Referring expression grounding data:
******************************
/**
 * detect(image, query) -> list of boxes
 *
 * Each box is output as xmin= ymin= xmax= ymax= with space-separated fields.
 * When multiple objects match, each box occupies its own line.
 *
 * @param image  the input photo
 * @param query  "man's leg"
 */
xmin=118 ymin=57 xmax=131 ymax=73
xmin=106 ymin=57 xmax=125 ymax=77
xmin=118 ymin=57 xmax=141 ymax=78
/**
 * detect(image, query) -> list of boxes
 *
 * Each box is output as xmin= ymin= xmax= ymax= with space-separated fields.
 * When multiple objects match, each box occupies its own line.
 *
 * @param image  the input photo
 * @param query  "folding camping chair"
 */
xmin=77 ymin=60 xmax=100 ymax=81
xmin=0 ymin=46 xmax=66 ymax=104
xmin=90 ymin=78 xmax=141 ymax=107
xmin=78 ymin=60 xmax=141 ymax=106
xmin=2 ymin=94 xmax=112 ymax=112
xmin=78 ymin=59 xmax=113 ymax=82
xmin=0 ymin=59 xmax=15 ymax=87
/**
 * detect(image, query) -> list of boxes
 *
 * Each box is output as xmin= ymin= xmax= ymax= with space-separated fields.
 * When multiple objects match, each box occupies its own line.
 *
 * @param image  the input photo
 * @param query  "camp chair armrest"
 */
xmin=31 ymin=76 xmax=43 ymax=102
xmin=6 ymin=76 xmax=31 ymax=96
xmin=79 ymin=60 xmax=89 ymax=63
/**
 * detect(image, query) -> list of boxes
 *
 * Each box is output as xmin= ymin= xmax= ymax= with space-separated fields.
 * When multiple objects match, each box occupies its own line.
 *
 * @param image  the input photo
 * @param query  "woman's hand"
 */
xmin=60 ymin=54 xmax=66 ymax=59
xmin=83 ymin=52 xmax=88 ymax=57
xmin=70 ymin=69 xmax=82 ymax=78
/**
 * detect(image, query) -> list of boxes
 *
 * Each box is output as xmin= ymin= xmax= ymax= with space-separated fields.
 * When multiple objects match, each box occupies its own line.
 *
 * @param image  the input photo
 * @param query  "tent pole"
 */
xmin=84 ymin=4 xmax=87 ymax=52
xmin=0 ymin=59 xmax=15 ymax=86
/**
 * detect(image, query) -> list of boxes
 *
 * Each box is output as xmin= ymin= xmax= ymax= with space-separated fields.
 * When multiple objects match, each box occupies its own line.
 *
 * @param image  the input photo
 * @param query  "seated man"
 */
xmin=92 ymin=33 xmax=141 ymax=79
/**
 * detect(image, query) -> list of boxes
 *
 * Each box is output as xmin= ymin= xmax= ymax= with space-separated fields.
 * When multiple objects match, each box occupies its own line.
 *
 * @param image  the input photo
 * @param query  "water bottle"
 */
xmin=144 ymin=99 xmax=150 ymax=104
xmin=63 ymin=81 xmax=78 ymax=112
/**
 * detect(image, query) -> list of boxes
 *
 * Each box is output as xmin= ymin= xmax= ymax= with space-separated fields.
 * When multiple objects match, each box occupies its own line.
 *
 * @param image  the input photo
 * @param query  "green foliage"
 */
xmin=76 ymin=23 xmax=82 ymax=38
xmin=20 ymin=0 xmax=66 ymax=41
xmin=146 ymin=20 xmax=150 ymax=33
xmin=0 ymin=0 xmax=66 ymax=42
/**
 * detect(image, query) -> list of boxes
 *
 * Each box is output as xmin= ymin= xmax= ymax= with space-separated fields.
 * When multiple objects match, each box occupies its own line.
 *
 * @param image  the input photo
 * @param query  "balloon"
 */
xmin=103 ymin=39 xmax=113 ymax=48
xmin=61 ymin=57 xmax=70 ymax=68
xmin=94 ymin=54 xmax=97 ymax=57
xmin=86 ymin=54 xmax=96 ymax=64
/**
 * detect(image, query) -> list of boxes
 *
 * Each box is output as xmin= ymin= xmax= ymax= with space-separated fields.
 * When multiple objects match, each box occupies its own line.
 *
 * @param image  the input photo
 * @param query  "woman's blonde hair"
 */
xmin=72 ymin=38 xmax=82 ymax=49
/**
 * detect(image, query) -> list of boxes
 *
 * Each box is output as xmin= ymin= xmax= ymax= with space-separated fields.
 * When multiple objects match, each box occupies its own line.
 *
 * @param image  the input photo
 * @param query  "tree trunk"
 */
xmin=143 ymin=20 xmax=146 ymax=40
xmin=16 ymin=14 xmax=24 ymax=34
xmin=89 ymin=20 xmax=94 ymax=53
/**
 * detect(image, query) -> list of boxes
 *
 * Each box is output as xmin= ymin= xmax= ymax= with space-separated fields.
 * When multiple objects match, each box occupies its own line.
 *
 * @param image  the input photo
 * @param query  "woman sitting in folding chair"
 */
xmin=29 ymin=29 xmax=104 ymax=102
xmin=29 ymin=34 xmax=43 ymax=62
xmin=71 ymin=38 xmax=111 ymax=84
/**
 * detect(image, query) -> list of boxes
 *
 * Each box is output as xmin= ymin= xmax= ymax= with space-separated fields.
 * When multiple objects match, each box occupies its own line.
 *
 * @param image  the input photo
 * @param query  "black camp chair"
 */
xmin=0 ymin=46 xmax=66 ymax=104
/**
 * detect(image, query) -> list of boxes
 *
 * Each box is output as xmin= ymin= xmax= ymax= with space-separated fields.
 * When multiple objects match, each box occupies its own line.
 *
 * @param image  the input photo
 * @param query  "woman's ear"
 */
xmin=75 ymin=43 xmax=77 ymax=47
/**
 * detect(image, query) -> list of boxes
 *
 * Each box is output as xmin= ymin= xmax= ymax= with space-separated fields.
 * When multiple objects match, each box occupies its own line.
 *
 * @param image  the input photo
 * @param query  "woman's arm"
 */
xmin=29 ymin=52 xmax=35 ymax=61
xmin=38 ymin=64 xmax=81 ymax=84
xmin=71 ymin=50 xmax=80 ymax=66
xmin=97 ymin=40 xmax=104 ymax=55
******************************
• **TRY IT**
In the records, which lines use the word "chair"? Report them.

• **ANSWER TO THE EXERCISE**
 * @param query  "folding camping chair"
 * @param query  "camp chair armrest"
 * @param query  "woman sitting in folding chair"
 * @param query  "black camp chair"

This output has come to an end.